Task objective: Find every line in the rows below that contains the string "jumbotron" and copy each of those lines in full.

Records supplied:

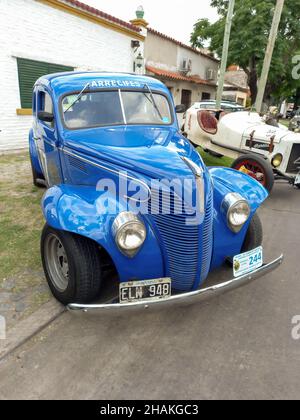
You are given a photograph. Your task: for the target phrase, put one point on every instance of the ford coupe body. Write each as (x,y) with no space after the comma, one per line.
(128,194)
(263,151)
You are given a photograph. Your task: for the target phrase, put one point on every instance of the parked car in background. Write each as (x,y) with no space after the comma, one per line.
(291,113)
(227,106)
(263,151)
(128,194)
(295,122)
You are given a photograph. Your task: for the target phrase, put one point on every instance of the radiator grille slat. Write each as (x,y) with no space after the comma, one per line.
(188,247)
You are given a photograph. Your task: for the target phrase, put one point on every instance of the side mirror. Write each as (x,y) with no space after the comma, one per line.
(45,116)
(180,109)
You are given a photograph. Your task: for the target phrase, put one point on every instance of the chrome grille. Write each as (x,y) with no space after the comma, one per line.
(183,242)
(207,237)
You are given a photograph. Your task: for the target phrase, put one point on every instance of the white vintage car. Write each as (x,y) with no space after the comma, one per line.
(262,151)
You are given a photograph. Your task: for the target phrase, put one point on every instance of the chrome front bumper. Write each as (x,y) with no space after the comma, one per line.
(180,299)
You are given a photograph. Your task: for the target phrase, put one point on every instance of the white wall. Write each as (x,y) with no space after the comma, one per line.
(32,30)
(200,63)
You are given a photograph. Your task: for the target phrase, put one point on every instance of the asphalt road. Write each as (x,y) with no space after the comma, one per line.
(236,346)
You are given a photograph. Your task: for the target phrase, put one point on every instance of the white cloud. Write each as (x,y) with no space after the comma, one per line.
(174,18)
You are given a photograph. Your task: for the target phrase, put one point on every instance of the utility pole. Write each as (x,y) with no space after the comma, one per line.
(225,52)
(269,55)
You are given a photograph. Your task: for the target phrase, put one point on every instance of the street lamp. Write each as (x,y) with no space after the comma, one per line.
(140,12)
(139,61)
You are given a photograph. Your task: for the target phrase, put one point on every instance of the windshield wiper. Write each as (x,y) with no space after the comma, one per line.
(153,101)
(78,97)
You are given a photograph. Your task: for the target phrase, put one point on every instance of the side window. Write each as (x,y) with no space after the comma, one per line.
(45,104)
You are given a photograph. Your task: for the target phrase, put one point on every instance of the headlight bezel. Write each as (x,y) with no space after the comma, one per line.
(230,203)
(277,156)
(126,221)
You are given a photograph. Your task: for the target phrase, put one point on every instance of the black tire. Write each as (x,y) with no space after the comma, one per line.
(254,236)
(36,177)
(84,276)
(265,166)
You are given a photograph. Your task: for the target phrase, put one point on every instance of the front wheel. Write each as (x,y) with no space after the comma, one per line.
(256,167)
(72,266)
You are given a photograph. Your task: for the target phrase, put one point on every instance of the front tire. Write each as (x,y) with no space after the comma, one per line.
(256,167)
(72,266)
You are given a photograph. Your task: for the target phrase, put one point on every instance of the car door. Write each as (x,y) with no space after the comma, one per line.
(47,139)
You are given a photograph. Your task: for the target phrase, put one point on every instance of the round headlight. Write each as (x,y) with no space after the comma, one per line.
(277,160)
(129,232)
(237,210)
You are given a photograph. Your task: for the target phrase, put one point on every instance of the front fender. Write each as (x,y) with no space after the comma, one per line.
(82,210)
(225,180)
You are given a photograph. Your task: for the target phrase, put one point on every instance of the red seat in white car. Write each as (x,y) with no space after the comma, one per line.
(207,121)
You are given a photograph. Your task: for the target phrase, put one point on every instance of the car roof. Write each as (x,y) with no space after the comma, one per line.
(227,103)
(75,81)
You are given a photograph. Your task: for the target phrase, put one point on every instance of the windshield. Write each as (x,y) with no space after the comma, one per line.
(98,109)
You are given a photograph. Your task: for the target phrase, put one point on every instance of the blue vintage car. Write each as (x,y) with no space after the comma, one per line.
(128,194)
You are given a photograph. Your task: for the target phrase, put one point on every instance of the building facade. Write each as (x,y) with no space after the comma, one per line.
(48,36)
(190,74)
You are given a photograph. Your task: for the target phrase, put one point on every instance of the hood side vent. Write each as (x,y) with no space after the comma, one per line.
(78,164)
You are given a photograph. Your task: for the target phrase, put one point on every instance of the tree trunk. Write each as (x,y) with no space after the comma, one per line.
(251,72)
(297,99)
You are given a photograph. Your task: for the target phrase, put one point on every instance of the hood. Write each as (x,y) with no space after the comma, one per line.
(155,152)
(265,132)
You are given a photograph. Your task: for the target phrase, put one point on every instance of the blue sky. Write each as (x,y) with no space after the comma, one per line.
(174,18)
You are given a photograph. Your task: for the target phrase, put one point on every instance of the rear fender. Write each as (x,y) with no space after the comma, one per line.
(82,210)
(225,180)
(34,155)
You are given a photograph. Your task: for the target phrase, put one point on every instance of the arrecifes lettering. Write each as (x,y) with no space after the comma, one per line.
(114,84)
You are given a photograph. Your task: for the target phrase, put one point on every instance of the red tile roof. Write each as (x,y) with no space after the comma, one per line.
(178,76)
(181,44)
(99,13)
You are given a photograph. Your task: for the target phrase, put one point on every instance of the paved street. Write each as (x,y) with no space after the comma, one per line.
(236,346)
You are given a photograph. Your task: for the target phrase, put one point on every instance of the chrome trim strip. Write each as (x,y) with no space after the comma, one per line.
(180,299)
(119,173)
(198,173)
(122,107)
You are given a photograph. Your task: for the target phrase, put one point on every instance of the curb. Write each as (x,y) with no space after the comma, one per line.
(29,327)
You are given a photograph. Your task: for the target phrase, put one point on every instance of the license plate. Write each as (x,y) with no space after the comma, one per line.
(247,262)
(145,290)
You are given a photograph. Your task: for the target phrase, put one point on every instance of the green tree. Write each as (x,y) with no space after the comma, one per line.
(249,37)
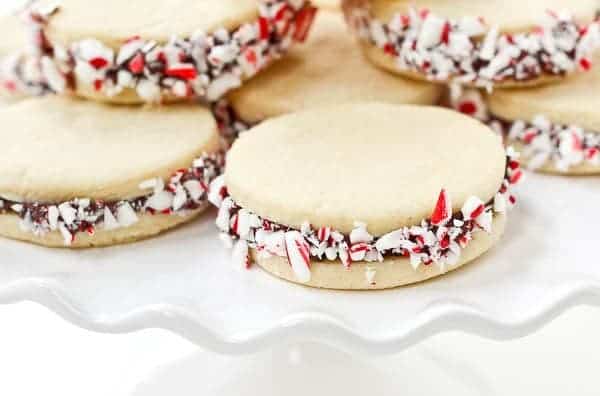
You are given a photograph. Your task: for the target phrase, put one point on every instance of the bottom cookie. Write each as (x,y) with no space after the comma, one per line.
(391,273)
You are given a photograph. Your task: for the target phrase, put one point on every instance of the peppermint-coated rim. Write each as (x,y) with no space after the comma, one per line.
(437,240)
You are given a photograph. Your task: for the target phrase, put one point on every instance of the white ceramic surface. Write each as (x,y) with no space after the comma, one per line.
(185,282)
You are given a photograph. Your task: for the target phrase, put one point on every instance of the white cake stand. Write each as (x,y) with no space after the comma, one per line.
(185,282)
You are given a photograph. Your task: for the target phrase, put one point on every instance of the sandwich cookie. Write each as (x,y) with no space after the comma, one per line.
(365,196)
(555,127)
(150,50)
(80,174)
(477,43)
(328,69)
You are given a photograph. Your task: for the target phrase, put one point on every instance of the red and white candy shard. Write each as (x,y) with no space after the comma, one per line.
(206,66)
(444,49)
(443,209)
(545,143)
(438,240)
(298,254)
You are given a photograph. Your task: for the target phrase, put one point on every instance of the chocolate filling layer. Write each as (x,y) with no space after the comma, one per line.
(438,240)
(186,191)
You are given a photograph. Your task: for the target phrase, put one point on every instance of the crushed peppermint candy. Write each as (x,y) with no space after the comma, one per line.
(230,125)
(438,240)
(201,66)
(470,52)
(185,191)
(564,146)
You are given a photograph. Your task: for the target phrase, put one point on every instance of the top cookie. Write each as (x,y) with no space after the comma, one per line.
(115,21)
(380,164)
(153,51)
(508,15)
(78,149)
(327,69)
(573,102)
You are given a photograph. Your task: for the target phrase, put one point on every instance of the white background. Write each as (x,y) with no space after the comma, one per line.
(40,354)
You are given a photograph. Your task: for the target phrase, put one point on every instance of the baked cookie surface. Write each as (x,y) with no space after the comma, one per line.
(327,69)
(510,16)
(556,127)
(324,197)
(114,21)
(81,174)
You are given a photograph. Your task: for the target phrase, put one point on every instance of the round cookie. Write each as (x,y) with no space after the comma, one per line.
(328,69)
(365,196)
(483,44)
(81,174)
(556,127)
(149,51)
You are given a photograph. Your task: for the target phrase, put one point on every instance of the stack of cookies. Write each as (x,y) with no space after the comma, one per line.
==
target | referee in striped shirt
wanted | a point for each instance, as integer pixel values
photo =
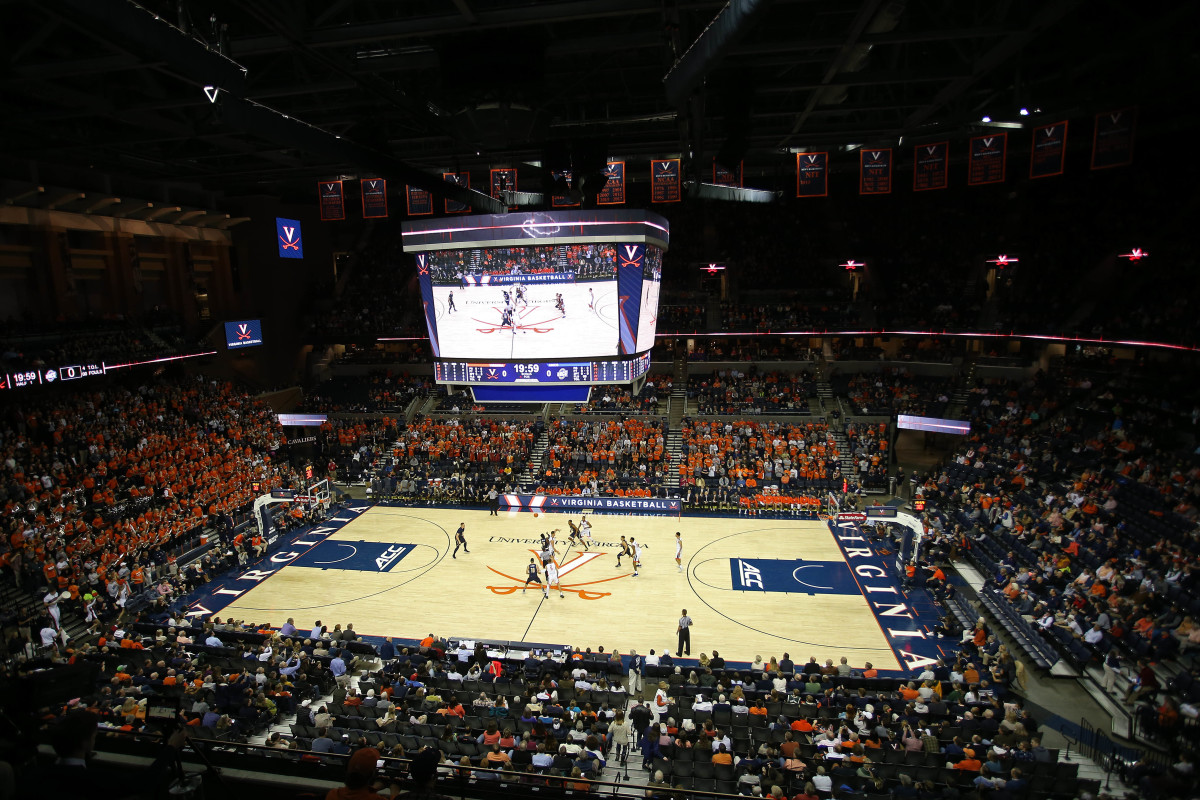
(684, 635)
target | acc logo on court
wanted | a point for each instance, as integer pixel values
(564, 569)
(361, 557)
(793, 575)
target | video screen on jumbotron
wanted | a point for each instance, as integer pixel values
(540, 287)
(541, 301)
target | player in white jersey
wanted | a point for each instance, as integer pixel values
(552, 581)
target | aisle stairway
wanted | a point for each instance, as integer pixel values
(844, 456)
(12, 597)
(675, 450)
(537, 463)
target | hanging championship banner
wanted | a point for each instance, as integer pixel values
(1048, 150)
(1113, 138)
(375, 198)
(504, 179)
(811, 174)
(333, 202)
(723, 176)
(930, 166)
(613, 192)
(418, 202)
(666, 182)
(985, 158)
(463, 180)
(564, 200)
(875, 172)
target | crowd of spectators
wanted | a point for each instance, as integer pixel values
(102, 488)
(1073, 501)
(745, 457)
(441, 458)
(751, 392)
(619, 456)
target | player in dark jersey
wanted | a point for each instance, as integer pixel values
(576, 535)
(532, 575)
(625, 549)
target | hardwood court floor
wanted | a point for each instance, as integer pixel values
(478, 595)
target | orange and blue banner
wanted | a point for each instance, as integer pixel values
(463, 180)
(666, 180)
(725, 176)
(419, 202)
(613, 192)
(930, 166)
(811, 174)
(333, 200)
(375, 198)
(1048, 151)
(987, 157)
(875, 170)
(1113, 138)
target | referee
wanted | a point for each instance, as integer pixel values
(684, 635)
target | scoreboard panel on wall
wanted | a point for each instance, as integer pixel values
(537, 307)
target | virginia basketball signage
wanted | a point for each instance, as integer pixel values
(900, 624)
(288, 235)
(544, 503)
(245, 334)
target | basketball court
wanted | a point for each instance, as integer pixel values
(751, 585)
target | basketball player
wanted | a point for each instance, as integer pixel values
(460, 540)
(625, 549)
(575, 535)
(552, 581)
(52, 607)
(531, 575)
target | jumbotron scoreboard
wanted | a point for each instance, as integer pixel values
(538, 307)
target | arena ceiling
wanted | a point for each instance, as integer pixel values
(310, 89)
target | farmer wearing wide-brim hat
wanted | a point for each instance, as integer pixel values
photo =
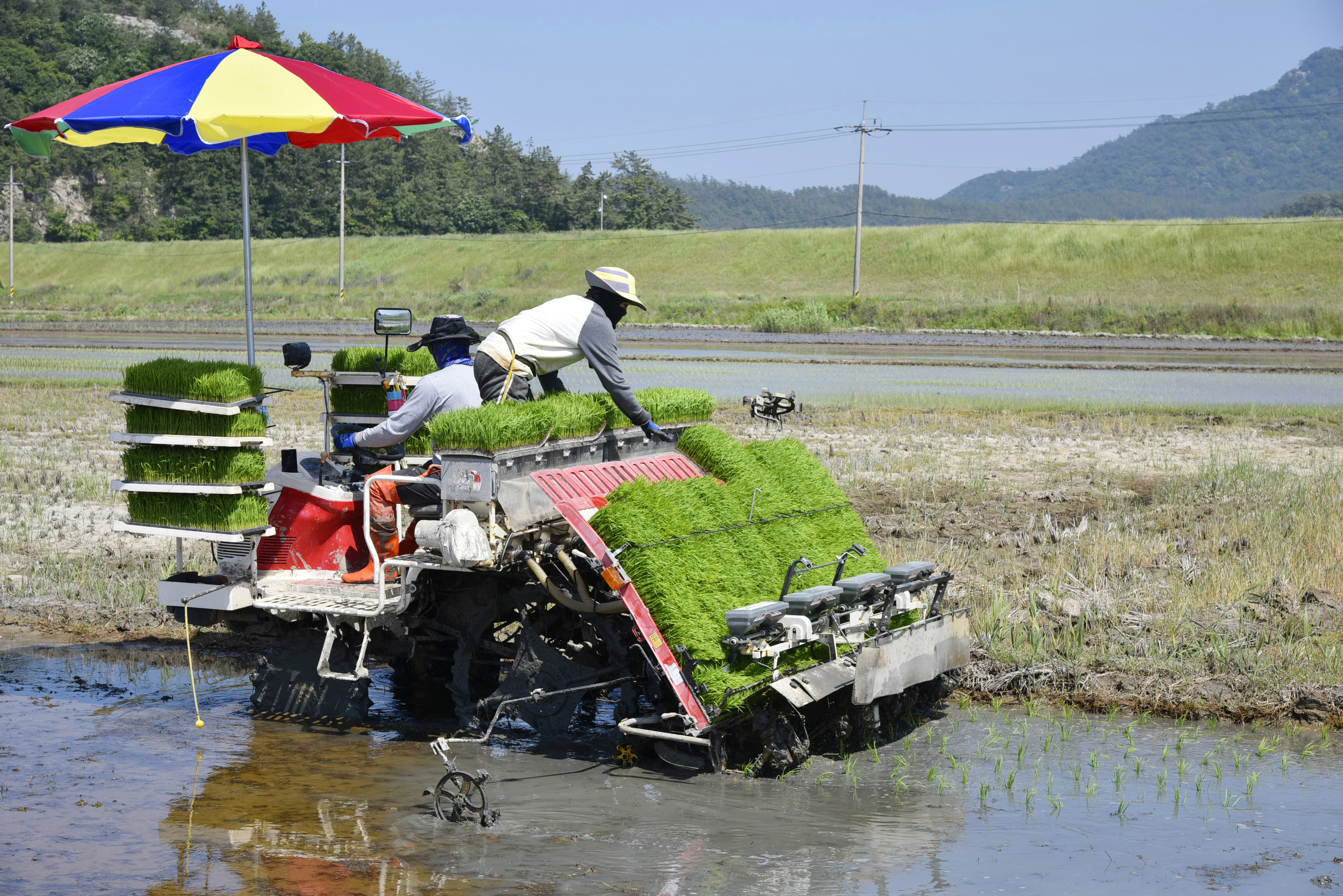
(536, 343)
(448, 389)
* * *
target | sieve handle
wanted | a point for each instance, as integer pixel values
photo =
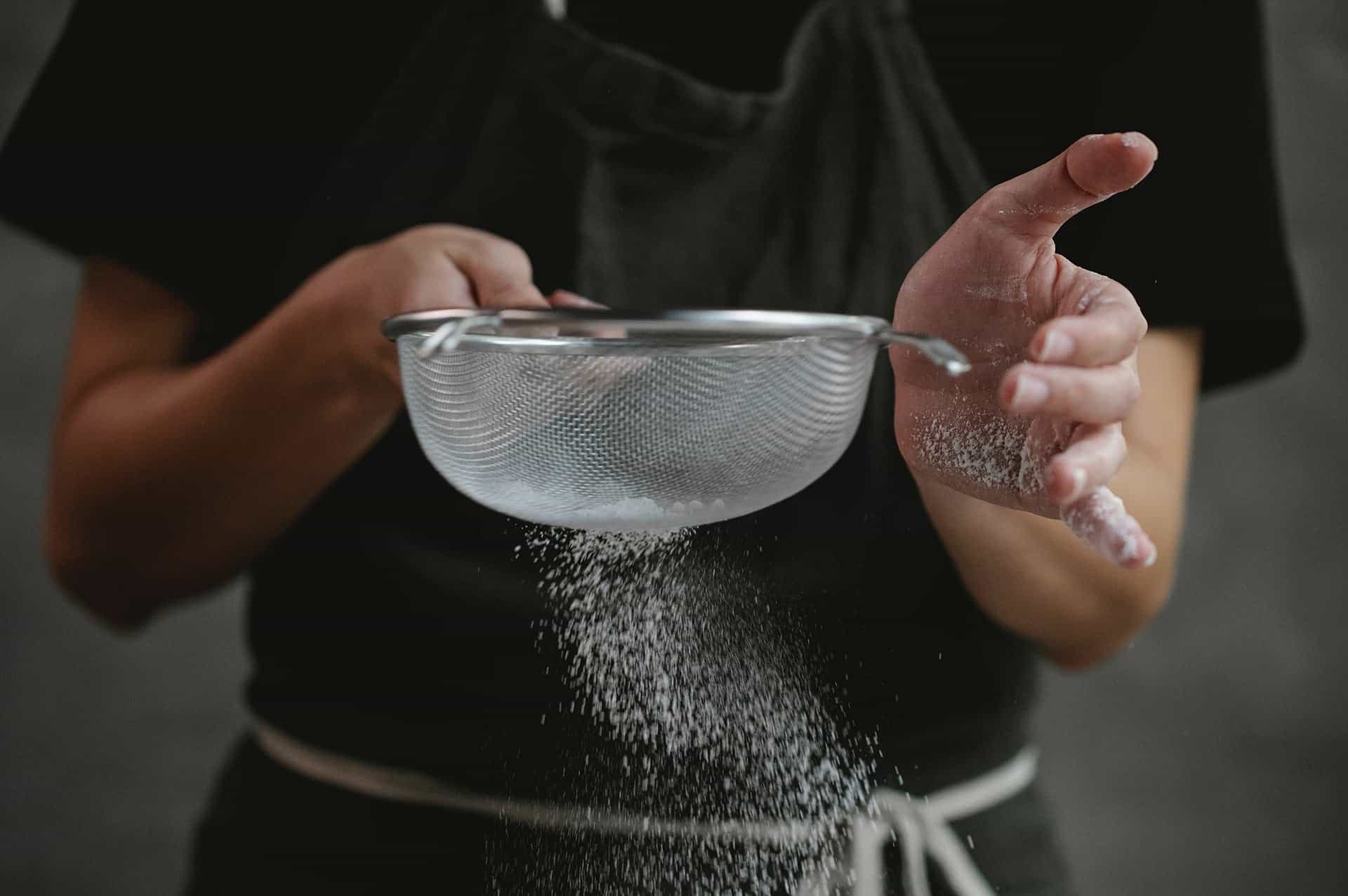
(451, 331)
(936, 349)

Answer to this task:
target | video screen on jumbotron
target | jumbotron scoreboard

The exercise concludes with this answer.